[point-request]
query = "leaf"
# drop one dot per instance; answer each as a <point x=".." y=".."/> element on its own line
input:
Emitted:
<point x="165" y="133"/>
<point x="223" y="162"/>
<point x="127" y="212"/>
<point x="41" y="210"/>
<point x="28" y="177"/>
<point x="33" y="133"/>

- - -

__Written instruction__: Rewrite the data in full, request lines included, and shift every x and y coordinate in the answer points up by 71.

__Exercise result__:
[point-request]
query = "leaf"
# drop one dot per instance; answer each as a <point x=".." y=".."/> element on its own line
input:
Emitted:
<point x="236" y="204"/>
<point x="294" y="233"/>
<point x="198" y="283"/>
<point x="112" y="281"/>
<point x="99" y="248"/>
<point x="104" y="204"/>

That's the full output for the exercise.